[Dataset entries]
——————

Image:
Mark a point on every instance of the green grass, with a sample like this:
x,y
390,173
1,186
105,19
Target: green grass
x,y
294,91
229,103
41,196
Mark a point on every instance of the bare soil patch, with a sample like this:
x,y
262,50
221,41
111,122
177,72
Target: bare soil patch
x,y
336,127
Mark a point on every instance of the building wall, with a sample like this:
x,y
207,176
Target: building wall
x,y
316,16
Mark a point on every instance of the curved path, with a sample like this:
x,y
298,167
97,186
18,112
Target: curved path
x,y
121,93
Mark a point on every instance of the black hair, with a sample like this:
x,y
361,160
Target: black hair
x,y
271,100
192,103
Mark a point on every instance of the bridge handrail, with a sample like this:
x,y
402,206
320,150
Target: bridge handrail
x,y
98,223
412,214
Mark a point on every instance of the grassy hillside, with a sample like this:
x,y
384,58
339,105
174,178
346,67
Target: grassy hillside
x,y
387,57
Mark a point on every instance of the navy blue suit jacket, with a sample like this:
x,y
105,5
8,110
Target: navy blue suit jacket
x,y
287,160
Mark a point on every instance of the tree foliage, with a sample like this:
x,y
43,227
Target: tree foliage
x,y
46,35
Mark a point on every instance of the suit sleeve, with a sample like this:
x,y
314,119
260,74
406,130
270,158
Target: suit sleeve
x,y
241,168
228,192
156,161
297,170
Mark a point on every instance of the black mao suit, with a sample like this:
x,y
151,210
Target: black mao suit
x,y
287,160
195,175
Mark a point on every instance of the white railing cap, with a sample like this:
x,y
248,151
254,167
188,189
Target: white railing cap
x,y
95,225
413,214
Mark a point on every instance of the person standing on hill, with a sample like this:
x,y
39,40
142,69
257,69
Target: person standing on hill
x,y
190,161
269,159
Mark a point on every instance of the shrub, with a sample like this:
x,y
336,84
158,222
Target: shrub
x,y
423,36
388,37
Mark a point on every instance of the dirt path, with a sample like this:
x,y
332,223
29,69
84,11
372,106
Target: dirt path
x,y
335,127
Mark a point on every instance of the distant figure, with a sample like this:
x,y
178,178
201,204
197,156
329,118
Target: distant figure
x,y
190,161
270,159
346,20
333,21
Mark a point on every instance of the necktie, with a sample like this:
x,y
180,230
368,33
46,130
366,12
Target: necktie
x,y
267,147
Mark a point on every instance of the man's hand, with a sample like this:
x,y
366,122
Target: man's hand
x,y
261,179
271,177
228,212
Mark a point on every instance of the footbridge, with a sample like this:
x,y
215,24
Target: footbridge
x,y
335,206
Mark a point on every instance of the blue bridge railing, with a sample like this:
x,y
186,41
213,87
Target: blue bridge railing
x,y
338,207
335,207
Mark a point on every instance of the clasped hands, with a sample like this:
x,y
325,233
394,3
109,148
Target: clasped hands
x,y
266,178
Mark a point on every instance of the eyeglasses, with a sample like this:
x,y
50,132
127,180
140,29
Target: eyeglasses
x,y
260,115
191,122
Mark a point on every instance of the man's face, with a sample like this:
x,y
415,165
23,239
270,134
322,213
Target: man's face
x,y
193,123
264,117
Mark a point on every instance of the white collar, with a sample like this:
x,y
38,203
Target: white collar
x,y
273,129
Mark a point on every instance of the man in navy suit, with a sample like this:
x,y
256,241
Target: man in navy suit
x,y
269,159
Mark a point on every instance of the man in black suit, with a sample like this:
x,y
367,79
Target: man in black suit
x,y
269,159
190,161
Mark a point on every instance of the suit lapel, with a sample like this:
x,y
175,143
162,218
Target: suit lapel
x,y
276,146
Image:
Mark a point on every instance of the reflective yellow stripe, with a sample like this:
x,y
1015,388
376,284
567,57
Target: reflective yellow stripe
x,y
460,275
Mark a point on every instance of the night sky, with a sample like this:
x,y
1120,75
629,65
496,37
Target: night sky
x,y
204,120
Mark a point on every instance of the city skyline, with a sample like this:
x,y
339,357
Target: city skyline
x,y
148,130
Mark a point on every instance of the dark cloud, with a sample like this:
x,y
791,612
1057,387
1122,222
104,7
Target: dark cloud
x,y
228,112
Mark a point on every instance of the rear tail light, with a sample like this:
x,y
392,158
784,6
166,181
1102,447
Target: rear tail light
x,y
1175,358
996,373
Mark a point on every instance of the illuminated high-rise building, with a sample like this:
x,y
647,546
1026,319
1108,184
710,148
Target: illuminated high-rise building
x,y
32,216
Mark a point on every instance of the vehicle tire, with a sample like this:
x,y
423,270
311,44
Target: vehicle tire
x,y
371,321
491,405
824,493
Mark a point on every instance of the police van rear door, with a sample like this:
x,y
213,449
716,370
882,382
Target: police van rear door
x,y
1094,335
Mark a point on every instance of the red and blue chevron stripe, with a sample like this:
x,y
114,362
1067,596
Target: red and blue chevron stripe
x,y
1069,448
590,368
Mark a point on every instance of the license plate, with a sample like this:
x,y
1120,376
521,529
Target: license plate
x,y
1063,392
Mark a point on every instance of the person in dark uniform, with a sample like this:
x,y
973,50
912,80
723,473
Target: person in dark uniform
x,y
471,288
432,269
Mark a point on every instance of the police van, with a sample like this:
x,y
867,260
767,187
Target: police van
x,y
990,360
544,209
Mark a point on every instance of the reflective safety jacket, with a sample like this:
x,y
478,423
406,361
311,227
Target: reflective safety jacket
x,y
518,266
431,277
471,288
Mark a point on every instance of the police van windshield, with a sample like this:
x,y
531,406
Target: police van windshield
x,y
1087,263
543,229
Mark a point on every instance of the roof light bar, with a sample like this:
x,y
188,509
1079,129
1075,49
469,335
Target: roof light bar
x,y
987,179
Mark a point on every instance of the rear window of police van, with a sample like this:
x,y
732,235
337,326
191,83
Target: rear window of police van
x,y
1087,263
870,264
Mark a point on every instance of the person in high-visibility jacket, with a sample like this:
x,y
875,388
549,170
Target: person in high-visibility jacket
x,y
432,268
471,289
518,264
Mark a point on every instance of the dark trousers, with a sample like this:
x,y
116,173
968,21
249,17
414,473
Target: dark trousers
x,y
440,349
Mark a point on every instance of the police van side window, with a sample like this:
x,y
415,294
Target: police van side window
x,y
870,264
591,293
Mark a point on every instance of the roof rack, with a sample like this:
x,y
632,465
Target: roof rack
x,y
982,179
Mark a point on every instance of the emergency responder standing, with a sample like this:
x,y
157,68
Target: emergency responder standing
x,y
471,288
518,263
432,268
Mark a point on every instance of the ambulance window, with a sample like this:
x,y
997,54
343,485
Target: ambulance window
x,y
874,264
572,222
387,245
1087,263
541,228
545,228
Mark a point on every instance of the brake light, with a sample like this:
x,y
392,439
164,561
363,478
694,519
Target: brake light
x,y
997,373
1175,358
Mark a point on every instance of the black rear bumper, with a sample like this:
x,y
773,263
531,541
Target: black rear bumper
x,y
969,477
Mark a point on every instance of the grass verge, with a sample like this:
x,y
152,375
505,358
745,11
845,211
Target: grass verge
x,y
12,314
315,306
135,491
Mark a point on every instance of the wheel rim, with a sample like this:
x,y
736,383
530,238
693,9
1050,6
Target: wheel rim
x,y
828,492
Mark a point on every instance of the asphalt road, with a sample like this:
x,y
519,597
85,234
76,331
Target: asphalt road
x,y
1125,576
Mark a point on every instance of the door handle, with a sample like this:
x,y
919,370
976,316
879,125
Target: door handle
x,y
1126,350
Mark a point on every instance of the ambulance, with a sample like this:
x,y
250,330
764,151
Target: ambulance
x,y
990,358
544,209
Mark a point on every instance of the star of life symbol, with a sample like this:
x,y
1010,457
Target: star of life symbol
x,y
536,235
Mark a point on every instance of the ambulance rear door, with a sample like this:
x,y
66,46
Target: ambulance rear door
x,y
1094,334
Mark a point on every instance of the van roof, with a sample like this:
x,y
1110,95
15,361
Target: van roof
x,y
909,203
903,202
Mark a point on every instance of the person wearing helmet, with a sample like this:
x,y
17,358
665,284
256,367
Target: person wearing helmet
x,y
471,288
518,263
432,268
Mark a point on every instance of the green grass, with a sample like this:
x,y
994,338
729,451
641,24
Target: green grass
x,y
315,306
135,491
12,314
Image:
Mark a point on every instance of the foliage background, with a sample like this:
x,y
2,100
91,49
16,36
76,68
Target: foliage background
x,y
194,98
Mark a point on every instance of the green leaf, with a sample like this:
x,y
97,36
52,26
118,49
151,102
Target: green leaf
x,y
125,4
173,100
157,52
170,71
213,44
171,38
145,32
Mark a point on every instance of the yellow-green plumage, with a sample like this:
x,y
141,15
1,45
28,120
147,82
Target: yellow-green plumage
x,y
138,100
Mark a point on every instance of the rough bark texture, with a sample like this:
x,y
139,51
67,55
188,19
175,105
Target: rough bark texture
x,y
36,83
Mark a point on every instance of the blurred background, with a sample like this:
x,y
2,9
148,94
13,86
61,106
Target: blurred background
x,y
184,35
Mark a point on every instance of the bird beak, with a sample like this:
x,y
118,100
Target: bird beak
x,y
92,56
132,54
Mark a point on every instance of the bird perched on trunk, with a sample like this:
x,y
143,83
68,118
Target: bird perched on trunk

——————

• WORK ITEM: Look through the records and copy every line that has the word "trunk".

• OUTPUT OF THE TASK:
Mark a point on every instance of the bird perched on trunk, with a sample like this:
Target: bird perched on trunk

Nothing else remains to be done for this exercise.